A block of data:
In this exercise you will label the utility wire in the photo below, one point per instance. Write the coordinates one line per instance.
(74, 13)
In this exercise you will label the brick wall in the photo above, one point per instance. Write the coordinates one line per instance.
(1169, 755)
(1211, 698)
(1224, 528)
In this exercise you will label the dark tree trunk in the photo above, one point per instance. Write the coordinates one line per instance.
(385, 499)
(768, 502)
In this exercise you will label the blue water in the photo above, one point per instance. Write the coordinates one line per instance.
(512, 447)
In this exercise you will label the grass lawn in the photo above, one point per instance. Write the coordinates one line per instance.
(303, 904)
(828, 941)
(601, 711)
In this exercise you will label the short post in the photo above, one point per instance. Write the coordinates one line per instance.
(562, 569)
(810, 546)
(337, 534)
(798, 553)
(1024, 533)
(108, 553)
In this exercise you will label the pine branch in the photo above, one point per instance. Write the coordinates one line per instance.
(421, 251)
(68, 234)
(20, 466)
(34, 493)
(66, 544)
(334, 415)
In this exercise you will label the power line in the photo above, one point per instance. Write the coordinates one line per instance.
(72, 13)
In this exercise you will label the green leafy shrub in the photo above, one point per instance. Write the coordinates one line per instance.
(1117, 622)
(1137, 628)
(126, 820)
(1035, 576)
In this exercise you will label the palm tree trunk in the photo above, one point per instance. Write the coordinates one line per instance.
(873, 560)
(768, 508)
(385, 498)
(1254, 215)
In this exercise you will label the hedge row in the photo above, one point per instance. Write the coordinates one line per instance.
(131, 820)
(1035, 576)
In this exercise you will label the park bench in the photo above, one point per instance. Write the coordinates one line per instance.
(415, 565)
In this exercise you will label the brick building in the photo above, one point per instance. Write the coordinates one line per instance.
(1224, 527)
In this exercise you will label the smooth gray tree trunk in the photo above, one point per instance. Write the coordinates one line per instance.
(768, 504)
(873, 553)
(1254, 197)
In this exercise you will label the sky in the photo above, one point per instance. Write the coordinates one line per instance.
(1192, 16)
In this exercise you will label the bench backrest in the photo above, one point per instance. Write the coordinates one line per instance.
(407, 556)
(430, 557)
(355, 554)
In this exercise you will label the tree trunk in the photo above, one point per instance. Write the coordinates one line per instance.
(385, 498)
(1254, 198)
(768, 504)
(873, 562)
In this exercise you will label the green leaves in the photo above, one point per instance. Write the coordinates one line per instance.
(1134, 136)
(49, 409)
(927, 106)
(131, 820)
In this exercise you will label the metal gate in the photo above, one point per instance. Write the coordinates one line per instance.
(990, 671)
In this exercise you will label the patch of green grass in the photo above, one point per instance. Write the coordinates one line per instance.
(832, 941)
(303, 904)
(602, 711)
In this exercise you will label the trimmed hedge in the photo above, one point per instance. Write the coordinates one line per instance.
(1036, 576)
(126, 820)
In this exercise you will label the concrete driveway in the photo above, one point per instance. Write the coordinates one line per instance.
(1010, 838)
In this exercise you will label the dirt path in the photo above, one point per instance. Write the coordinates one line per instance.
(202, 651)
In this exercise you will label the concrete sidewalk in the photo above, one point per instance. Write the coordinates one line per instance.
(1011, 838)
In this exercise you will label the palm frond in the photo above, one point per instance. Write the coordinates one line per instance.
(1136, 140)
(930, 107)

● Direction
Can you rewrite everything from the line containing "In this exercise you will label the brick wall" down to the line containing "(1224, 528)", both included, as a Markdown table with the row number under Number and the line itself under Entry? Skip any blank lines.

● Result of the exercise
| Number | Entry |
|---|---|
| 1 | In this exercise you will label the brick wall in the photo above, one point per instance. Write the coordinates one line per instance. |
| 2 | (1169, 755) |
| 3 | (1211, 698) |
| 4 | (1224, 528) |